> _Records for the exercise_:

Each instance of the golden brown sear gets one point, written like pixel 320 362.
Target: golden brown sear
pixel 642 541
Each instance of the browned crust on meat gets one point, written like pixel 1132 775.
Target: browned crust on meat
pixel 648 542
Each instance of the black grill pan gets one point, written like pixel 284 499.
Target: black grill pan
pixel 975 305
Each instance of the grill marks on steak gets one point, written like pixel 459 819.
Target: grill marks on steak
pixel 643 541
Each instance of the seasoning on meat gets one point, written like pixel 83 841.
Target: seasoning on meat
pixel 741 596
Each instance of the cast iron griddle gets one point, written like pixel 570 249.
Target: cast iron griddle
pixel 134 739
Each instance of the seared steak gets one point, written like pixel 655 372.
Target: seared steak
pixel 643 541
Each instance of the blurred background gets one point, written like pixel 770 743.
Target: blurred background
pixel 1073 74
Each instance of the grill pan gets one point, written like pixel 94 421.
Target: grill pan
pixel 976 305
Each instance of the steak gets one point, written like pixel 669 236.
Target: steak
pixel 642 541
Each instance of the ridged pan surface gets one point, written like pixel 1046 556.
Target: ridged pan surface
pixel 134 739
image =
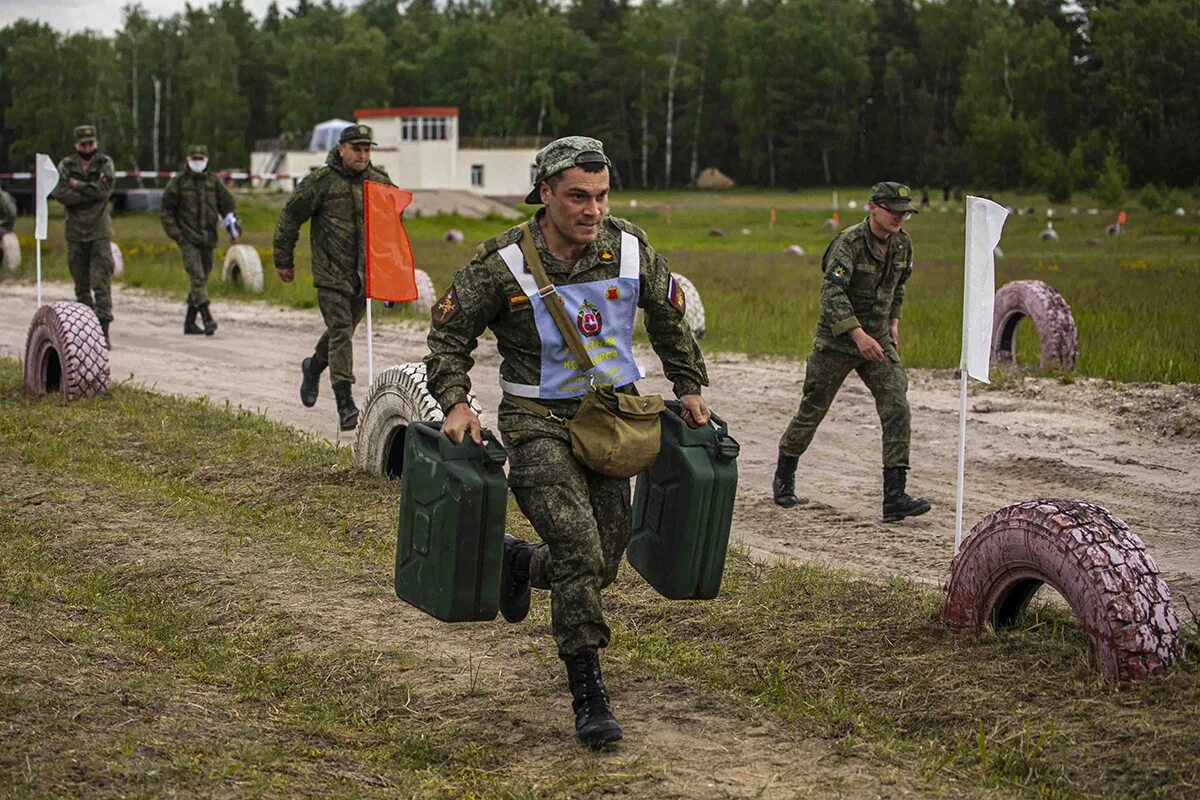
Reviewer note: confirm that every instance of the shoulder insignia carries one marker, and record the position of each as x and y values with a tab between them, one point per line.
629	227
445	308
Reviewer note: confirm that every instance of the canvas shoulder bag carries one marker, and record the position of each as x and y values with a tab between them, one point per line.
612	433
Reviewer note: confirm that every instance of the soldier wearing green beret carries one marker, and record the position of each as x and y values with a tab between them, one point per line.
193	203
865	270
331	197
85	182
603	270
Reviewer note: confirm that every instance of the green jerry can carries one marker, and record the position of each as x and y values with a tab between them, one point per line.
683	509
450	528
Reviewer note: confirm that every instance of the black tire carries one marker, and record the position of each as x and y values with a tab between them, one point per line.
65	352
396	397
1091	558
243	265
1050	316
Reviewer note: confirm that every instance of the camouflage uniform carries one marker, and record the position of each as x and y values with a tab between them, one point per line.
192	206
582	517
89	229
333	198
862	288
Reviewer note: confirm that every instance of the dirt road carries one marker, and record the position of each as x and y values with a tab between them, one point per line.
1133	449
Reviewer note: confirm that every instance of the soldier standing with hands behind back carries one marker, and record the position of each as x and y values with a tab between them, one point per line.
85	182
192	204
865	270
333	198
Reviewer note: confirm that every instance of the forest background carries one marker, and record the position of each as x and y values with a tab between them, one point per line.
1030	94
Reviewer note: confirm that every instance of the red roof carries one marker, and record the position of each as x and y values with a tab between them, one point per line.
408	110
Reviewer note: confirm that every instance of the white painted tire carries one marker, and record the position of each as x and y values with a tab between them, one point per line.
10	252
694	307
425	295
396	397
243	265
118	259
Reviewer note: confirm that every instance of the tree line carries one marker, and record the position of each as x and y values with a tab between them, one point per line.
994	94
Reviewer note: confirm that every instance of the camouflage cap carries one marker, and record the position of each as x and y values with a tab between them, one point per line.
563	154
894	197
355	134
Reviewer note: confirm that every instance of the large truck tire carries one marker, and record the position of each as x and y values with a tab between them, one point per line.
243	265
1091	558
118	259
65	352
10	252
1050	316
396	397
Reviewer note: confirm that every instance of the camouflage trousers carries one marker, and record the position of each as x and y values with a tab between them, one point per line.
198	264
91	269
342	313
822	379
582	517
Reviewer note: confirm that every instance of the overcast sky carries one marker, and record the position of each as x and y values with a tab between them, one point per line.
103	16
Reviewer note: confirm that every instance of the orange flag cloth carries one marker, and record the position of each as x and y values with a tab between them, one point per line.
389	254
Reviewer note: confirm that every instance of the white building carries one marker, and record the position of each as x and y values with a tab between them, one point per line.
420	149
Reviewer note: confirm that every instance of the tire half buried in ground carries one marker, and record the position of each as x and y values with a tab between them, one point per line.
396	397
1050	316
1091	558
243	265
65	352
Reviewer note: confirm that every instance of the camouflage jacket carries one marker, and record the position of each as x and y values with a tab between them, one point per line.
485	294
192	206
87	204
861	288
7	212
333	198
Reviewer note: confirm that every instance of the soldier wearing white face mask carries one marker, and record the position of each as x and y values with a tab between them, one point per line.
193	203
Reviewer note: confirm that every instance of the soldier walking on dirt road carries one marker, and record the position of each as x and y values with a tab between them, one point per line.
865	270
333	198
603	270
85	182
192	204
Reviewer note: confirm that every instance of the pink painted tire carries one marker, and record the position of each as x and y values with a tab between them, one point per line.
1050	316
65	352
1091	558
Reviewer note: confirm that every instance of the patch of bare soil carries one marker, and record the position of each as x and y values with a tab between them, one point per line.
1132	449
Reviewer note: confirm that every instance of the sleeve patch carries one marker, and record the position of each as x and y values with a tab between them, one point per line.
445	308
676	295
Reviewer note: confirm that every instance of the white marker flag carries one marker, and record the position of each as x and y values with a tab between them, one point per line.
985	221
47	178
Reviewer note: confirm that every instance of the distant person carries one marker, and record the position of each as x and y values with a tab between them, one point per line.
865	270
331	196
193	203
85	182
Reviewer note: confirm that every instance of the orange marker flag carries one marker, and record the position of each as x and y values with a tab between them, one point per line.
389	254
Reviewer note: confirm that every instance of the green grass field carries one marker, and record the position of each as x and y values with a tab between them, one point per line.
173	577
1133	296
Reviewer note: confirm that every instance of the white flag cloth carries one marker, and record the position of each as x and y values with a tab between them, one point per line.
985	222
47	176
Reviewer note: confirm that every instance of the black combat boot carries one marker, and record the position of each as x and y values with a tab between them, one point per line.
784	485
515	578
310	380
190	325
210	325
898	505
347	411
594	723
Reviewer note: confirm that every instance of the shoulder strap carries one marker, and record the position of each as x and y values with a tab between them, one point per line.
556	308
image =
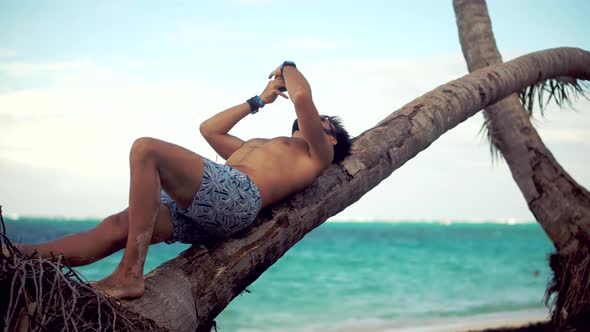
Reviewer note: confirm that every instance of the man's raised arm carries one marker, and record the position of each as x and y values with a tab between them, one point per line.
215	129
308	117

> _Work to complete_:
Each record above should be returned unchanged, except that the pictures are dropped.

> _Answer for the task_:
Each instance of the golden brown sear gets one point, written like pixel 320 362.
Target: golden brown sear
pixel 642 541
Each instance of the browned crust on meat gets one point, written like pixel 1132 775.
Target: browned crust on meat
pixel 648 542
Each instance of the black grill pan gets one point, written like pixel 284 499.
Target: black grill pan
pixel 975 305
Each instance of the grill marks on steak gets one point, written like pixel 459 819.
Target: grill marks on steak
pixel 643 541
Each instance of the seasoning on meat gets one point, written like pixel 83 841.
Target: seasoning on meat
pixel 741 596
Each instance of the cast iron griddle gets one point, written like pixel 570 249.
Target: cast iron griddle
pixel 134 739
Each instance of the seared steak gets one point, written like pixel 655 372.
Target: seared steak
pixel 643 541
Each instance of the blurred background gets one point, written like pixel 770 743.
Target: blurred background
pixel 1073 74
Each instance of the grill pan gets one point, written like pixel 94 421.
Target: grill pan
pixel 976 305
Each instance of the steak gets one point, written like pixel 669 236.
Target: steak
pixel 642 541
Each instance of the ridged pan surface gets one point, written like pixel 1046 556.
Target: ridged pan surface
pixel 134 739
image =
Reviewer note: confirm that every instance of the shoulder insignia carries one marker, and record the position of each as x and y values with a tab between them, one point per line.
629	227
445	308
Reviewer note: confirm that every instance of the canvas shoulder bag carries one marker, and record the position of each as x and y values with a tab between them, one point per line.
612	433
Reviewer note: confirm that every instance of the soldier wearing green beret carries one marker, and record the position of each as x and y values with a tab between them, one point per line.
193	203
865	270
331	197
85	182
603	270
Reviewer note: confirm that every instance of the green jerry can carries one marker, and record the position of each as x and y values with a tab between them, one point per line.
683	509
450	528
Reviewer note: confirm that every instance of the black tire carries one marker, and record the position of each as x and y values with a tab between them, one point per line.
65	352
396	397
1091	558
243	265
1050	316
Reviewer note: confirm that every instance of the camouflage uniform carries one marker, and record the position of each as x and y values with a tab between them, one point per line.
192	206
582	517
89	229
333	198
862	288
Reviewer note: confirm that every instance of the dirt road carries one marker, and record the position of each as x and y values with a tab between them, one point per line.
1133	449
Reviewer note: confirm that every instance of the soldier standing with hands behind back carries one marker, and record the position of each as x and y values with a tab between them, one point per line.
85	182
192	204
865	270
333	198
Reviewer note: confirm that every instance of the forest background carries one marker, and record the position of each as x and y values with a tab between them, one point per line.
1030	94
Reviewer note: confirm that every instance of the red roof carries one marker, and record the position of each as x and y values with a tab between them, one point per line.
408	110
Reviewer note: confirm that every instance of the white painted tire carries one marker, and record the position of each as x and y values with a tab between them, one point per line.
10	252
694	307
425	295
396	397
243	265
118	259
Reviewer note: confirm that every instance of the tree line carries one marker, and record the position of each as x and y values with a tab between them, one point per line.
994	94
Reviewer note: confirm that every instance of the camouflage cap carries one marker, and record the position of each as x and y values with a tab between them, one point per line.
563	154
894	197
355	134
Reviewer note: confirm that every instance of the large truck tire carries one marker, and record the position of each as x and y values with a tab between them, one point per line.
243	265
1091	558
118	259
65	352
10	252
1050	316
396	397
Reviewer note: confirm that every instance of the camouflage trousers carries one marker, and record the position of each as x and y values with a tab between them, one point per line.
198	264
91	269
342	313
822	379
582	517
Reviewer note: confirm that every instance of the overcast sky carries one marker, and record the position of each as x and y values with a tab between them, one point per line.
103	16
Reviewer note: confirm that every instance of the orange flag cloth carries one marker, and record the position of each as x and y values with a tab between them, one point per line.
389	254
Reviewer note: confirm that every instance of the white building carries one marker, and record the position of each as x and y values with a tab between them, one point per line.
420	149
Reviewer note: confirm that every instance of the tire half buried in ground carries one marker, and record the position of each as x and y values with a tab between them, one point per line.
396	397
1050	316
1091	558
243	265
65	352
Reviewer note: confirm that every instance of the camouflage jacket carries one marker, and record the position of each as x and y values with a tab between them, one point per line.
485	294
192	206
87	204
861	288
7	212
333	198
Reviewer note: confirm that every instance of the soldier wearing white face mask carries one marker, and record the position of each as x and y values with a tab between them, one point per line.
193	203
Reviewer note: confirm that every instance of the soldier walking on dirt road carries one marker, and record the position of each as x and y values with a tab between them, one point per line.
865	270
333	198
603	270
85	182
192	204
Reviewer note: confirm that every instance of the pink painted tire carries one marker, and record the position of each as x and y values with a tab between them, one point per line.
1050	316
65	352
1091	558
Reviewer note: confirm that every instance of the patch of bare soil carries one marker, and record the position of each as x and y values with a tab between them, one point per line.
1132	449
Reviewer note: confirm that every instance of the sleeve patch carries one marker, and record the position of each as x and y values with a tab between them, one point per line.
445	308
676	295
Reviewer note: confirm that every instance of the white marker flag carries one marker, and record the position of each as x and y values with a tab between them, one point per line.
985	221
47	178
Reviewer note: confirm that every instance of the distant person carries one marker, and record the position of each as x and y values with a tab between them, one point per line.
865	270
331	196
193	203
85	182
Reviewer note: confirm that every instance of the orange marker flag carries one marker, and record the position of each as x and y values with a tab between them, one point per line.
389	254
Reviewer note: confirm that every instance of the green grass field carries one marker, and record the position of each as x and y values with a tab between them, one point per line.
173	577
1133	296
Reviewer note: confirm that every instance of the white flag cloth carries one marker, and record the position of each as x and y values with a tab between them, one point per line.
985	222
47	176
Reviewer note: confirm that every instance of the black combat boot carries one marker, and record the position of each as x and y values with a tab between them, one point per line.
784	485
515	578
310	380
190	325
210	325
898	505
347	411
594	723
Reviewer note: confirm that every instance of the shoulder strap carries one marker, and record the position of each as x and y values with a tab between them, one point per line.
556	308
image =
Reviewer note: confirm that every instance of the man's raised arm carries one marker, and record the position of each as x and y values with a tab between them, one point per line.
215	129
308	117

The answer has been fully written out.